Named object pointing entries
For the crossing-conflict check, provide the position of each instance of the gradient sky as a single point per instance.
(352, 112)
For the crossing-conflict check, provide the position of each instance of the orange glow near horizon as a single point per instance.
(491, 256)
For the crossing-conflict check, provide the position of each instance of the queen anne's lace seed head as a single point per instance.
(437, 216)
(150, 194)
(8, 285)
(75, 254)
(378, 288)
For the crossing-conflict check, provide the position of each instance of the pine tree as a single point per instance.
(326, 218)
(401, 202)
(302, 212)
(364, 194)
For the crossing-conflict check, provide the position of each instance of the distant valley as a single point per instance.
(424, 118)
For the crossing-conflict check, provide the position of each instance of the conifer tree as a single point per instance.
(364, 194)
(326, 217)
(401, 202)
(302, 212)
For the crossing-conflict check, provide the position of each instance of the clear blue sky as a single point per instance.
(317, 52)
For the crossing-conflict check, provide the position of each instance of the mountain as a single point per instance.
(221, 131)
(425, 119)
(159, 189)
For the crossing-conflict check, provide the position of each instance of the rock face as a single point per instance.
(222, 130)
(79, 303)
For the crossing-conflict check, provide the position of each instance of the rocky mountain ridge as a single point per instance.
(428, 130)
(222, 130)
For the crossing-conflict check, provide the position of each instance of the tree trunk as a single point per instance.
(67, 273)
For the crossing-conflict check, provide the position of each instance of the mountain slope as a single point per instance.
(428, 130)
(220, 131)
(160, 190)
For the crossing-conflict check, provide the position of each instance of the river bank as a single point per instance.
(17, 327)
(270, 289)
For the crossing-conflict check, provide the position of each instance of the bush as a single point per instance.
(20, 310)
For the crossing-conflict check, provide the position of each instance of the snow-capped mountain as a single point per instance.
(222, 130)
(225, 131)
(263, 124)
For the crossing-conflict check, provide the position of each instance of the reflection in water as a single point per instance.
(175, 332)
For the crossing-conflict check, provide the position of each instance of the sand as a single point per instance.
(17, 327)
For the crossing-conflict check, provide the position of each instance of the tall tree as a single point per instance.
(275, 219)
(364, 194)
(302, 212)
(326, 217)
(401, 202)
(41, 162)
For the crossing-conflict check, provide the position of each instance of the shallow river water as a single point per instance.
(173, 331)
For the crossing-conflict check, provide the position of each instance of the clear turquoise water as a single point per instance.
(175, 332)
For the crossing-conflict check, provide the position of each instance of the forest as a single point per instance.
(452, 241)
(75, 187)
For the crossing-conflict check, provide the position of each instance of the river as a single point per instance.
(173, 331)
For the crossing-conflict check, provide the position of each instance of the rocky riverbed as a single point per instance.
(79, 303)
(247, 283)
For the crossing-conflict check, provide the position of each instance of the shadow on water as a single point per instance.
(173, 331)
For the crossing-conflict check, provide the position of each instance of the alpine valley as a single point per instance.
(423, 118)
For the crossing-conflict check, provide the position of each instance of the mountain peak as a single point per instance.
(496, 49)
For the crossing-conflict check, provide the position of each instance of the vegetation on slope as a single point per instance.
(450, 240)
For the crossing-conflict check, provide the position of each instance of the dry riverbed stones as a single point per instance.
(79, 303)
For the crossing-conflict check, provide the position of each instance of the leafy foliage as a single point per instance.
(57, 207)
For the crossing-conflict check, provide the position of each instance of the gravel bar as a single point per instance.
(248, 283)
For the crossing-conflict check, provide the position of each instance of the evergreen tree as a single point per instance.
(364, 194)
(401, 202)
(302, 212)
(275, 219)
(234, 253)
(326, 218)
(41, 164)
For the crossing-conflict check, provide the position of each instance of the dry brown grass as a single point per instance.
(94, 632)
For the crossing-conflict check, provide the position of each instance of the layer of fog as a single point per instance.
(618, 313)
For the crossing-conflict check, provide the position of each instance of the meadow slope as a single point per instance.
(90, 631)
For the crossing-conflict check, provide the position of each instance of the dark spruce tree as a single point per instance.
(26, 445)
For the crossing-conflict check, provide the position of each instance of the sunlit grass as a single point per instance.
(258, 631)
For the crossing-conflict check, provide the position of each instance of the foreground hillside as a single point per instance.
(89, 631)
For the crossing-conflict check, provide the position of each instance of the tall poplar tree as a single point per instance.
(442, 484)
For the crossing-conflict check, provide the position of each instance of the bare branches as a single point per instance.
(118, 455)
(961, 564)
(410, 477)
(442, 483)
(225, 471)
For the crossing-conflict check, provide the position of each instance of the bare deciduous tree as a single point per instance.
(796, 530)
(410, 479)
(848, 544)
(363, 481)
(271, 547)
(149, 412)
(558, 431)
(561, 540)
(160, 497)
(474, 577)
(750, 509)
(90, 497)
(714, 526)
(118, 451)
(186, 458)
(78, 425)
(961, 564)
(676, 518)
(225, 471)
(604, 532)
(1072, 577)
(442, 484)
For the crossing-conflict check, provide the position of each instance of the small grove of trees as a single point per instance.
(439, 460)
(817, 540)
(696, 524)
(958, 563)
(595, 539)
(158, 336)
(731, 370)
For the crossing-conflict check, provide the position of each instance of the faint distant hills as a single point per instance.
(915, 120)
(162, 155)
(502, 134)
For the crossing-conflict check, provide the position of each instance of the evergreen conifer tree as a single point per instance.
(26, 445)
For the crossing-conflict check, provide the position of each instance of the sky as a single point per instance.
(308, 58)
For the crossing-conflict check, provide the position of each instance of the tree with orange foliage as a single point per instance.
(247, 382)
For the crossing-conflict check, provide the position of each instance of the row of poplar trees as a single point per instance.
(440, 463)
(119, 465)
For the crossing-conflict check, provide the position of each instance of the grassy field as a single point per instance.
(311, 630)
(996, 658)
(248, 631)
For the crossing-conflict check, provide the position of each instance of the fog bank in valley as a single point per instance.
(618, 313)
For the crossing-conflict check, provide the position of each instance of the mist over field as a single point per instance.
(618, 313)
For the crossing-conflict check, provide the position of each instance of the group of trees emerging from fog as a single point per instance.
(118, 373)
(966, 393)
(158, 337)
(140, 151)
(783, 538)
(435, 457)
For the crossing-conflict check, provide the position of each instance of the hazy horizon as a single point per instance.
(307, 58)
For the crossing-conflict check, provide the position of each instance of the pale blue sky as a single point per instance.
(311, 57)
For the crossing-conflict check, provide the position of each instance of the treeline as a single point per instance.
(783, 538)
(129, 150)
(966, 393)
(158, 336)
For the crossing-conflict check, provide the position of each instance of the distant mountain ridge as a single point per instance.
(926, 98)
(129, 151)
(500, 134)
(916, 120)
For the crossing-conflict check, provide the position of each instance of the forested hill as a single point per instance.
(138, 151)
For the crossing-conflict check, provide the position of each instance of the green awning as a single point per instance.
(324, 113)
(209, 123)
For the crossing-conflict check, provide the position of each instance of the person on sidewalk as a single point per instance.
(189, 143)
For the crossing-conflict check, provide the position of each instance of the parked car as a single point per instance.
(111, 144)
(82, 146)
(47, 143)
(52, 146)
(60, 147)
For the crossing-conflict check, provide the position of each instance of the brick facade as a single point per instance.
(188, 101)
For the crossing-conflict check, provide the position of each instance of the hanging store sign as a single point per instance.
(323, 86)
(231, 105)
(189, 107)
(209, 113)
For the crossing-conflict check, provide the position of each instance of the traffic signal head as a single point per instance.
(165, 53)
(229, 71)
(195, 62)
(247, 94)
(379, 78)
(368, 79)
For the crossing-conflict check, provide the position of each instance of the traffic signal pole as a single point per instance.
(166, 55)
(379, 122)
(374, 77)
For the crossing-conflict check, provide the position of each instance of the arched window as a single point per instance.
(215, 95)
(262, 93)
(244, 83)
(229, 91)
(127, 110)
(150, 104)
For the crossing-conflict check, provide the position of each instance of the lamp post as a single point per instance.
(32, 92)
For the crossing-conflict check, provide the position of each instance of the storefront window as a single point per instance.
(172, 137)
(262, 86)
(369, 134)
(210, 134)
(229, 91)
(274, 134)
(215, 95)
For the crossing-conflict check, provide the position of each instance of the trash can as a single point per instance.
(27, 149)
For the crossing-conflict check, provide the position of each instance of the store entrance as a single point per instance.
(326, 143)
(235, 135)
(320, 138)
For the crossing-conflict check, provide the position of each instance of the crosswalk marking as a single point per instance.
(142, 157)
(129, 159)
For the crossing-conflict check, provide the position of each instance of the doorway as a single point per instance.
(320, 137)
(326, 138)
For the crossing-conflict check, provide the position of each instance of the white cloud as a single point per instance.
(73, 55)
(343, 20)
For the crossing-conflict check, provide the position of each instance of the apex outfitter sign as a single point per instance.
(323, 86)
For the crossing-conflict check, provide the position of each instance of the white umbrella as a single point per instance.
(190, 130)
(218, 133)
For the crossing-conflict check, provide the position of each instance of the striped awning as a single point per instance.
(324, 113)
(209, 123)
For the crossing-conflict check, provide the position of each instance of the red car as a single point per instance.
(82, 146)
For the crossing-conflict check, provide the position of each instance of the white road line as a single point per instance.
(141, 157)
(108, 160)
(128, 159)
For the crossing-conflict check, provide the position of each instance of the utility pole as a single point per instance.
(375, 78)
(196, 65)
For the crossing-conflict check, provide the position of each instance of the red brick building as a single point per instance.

▸ **Exercise objective**:
Exactly repeat the lines from the line that contains "outfitter sign as a single point per instance." to the end of the entries, both included, and leave out all other lines.

▸ **Answer**:
For the crossing-conflict check, provide the position of each instance of the apex outfitter sign as a single point per instance.
(323, 86)
For the crossing-conflict check, provide the position of each instance of the white umbrella as a single point per instance.
(190, 130)
(218, 133)
For the crossing-conflict check, provide the position of each instance of the striped awning as a single point per instance.
(324, 113)
(209, 123)
For the crossing-conflict check, provide the position of each instance of the red car as a single point per instance.
(82, 146)
For the crossing-conflict check, provide the position of each instance of the white road line as a single point per instance.
(141, 157)
(108, 160)
(128, 159)
For the crossing-conflict check, provide the position of each instance of the utility pole as a single point per instance.
(375, 78)
(196, 65)
For the crossing-conflict check, provide the position of each instance of the red brick building as a single point per instance.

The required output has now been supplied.